Data records
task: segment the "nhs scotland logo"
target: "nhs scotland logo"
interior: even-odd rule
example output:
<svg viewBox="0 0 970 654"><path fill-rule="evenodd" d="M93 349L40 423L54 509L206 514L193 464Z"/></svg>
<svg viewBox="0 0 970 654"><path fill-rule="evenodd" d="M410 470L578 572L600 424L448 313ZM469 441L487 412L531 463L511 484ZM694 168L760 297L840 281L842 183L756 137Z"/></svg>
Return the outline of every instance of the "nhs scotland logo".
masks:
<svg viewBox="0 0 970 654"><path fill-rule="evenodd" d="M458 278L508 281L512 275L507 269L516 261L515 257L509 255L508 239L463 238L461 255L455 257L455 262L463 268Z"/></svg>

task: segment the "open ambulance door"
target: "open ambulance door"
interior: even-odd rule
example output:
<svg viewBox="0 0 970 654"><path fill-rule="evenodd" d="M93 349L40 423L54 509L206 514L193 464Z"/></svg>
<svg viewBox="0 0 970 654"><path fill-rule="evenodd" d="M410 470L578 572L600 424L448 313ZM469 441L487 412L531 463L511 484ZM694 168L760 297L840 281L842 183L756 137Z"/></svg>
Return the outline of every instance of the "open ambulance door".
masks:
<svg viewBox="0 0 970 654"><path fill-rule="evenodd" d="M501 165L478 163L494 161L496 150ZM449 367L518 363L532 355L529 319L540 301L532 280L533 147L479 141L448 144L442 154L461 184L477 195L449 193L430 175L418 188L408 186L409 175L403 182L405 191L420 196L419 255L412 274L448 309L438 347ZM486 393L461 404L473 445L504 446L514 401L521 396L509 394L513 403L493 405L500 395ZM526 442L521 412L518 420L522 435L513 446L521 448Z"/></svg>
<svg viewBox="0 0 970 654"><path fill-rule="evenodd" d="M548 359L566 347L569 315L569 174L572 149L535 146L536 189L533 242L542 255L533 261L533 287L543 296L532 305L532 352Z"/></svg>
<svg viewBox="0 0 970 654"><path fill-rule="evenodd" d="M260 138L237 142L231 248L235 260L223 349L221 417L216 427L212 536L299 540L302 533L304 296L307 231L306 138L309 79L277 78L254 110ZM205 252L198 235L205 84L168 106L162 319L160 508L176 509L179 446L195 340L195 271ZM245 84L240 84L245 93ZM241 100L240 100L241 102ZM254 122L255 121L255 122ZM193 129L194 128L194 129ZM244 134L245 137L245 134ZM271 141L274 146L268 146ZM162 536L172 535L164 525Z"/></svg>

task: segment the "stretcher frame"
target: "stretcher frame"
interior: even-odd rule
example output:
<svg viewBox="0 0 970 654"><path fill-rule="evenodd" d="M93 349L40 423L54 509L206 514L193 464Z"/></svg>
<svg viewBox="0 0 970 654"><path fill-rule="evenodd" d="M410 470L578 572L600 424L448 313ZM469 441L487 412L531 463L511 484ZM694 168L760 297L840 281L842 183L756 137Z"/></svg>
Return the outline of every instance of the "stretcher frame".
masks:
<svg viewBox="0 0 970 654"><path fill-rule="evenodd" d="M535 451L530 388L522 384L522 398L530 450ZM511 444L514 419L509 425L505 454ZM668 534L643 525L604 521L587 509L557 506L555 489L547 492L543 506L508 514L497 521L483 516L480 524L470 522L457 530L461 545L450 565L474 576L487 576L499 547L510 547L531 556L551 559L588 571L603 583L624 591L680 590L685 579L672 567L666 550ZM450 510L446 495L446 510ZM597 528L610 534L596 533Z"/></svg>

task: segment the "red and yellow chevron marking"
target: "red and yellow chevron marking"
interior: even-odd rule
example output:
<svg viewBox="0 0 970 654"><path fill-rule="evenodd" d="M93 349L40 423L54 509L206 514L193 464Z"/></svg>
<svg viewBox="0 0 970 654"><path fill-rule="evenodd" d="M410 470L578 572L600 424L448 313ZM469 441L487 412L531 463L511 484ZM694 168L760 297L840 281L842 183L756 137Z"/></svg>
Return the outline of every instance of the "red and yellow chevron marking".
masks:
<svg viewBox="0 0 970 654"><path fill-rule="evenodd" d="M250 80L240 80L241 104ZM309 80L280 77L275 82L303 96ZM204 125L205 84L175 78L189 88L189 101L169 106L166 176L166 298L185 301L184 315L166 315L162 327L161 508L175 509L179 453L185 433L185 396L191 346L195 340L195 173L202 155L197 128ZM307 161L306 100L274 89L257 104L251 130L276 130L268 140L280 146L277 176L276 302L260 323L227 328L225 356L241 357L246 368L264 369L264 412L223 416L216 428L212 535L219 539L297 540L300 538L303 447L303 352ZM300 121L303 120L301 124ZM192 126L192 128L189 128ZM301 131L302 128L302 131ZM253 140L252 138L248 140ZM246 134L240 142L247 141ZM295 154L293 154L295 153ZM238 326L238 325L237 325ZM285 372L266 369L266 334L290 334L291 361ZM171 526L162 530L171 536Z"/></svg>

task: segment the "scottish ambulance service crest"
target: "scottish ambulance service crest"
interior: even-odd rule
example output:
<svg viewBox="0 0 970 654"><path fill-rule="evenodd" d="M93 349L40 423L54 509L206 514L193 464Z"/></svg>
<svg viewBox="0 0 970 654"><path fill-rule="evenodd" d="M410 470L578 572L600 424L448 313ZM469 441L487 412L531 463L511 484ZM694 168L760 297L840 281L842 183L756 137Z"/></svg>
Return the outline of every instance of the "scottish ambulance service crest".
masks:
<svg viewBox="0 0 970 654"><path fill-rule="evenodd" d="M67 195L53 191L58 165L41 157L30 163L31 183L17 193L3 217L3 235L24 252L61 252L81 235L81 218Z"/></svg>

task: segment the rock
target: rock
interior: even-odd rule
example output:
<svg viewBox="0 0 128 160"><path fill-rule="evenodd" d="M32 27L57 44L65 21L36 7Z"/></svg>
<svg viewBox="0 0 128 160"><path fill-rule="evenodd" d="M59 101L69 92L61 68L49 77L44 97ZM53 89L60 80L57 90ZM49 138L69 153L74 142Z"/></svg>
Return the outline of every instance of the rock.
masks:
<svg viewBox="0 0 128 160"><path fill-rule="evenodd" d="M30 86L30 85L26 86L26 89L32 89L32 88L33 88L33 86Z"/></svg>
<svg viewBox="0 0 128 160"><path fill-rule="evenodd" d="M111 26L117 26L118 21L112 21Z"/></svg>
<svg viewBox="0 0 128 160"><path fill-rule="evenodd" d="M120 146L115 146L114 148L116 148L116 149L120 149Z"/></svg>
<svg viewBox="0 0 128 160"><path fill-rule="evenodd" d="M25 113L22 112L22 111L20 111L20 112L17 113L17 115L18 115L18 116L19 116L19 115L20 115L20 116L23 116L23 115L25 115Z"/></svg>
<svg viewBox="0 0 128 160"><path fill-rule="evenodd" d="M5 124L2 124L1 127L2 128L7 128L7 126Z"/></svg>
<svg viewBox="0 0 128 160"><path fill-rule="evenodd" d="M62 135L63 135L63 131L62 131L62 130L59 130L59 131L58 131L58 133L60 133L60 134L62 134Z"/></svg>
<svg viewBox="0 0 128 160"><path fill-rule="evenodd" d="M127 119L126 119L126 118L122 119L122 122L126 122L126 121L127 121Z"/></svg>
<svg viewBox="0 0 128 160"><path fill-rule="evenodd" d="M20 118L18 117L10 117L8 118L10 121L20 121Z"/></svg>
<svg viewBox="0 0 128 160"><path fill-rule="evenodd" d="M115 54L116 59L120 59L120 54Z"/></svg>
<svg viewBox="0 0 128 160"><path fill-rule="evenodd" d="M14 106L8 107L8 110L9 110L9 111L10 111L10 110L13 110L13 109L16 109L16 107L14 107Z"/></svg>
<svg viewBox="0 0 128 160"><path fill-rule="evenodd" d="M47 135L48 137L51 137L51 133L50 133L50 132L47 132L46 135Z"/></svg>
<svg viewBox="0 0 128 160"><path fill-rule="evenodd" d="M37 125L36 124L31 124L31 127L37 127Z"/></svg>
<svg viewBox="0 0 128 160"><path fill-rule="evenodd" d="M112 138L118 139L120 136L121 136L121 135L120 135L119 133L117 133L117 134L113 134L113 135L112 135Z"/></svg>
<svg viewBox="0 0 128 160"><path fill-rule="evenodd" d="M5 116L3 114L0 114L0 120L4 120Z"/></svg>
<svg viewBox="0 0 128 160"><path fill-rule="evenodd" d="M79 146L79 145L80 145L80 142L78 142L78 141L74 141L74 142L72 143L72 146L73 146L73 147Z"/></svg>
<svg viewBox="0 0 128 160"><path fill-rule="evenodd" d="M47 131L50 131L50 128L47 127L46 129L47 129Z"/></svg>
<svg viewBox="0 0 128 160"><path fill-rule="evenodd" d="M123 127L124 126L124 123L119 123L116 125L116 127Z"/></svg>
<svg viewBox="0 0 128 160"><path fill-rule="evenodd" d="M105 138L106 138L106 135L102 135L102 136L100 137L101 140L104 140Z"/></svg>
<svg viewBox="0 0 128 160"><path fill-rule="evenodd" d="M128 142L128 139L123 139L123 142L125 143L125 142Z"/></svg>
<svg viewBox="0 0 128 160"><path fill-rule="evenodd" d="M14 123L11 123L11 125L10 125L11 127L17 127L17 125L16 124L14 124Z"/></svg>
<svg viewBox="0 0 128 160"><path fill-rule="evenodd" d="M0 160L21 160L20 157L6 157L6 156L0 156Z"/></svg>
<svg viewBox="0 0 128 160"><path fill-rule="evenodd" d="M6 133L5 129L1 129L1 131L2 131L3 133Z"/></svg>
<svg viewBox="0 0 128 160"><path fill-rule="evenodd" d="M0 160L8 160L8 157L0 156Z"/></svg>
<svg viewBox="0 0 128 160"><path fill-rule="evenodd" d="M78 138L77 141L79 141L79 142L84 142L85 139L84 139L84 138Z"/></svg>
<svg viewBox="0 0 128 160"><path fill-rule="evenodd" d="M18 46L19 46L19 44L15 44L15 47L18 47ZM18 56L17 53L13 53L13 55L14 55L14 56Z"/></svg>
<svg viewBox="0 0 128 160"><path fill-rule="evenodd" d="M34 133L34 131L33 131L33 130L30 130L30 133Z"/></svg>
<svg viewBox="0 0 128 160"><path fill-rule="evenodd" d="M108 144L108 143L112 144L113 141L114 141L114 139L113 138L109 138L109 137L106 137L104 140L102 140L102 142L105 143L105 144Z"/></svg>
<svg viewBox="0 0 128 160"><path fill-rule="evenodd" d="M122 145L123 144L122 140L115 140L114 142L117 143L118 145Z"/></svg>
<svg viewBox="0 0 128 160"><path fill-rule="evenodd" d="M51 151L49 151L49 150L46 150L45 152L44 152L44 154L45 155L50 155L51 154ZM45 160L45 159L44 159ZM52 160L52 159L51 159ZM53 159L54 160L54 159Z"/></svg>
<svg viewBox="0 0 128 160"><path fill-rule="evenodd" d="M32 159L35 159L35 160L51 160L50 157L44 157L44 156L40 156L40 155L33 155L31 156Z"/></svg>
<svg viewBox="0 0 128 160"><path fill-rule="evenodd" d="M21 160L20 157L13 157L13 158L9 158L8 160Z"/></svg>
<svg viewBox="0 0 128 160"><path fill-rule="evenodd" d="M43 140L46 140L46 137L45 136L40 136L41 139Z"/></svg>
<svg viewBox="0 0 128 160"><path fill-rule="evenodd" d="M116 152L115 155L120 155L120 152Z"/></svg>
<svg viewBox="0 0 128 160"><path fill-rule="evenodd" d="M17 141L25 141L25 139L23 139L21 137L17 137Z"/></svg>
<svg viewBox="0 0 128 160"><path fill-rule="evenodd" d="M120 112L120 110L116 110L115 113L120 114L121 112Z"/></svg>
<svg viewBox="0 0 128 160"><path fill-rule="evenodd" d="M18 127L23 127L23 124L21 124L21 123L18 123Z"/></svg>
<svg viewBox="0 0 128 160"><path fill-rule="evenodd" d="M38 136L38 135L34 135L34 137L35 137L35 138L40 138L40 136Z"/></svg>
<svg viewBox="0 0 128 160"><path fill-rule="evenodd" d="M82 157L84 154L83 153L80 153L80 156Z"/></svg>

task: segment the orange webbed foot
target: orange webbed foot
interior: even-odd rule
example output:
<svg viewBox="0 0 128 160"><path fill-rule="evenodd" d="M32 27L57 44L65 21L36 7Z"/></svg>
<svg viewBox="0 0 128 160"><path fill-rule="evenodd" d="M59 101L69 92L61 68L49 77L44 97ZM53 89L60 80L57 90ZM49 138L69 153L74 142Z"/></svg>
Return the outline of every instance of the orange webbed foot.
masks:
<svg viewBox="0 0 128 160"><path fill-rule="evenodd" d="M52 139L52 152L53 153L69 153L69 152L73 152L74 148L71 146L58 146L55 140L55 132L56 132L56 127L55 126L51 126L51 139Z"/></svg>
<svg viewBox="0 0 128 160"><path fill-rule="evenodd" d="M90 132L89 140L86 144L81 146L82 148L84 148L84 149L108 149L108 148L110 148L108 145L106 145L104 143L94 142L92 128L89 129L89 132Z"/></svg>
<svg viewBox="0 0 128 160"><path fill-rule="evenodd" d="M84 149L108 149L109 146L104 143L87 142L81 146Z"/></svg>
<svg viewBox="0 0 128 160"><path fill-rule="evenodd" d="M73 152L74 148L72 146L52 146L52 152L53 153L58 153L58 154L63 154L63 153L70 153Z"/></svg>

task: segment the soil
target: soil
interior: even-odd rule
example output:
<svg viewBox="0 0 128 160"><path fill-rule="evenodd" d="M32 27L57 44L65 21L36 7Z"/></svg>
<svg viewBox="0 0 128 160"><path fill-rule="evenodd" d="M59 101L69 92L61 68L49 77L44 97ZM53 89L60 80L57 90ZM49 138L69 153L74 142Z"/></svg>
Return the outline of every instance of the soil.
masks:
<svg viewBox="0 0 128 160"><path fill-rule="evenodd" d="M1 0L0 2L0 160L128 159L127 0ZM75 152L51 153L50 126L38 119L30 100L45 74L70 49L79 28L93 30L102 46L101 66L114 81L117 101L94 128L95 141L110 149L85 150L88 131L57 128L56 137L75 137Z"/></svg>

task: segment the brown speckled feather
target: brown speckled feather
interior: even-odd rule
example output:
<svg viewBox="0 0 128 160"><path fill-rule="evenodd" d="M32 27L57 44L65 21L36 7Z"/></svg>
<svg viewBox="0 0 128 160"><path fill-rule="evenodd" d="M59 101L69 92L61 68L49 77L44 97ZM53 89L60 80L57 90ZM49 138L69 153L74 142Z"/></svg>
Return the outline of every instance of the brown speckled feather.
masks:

Task to complete
For each line in the data above that contains the string "logo", extract the line.

Exercise result
task: segment the "nhs scotland logo"
target: "nhs scotland logo"
Return the outline of every instance of the "nhs scotland logo".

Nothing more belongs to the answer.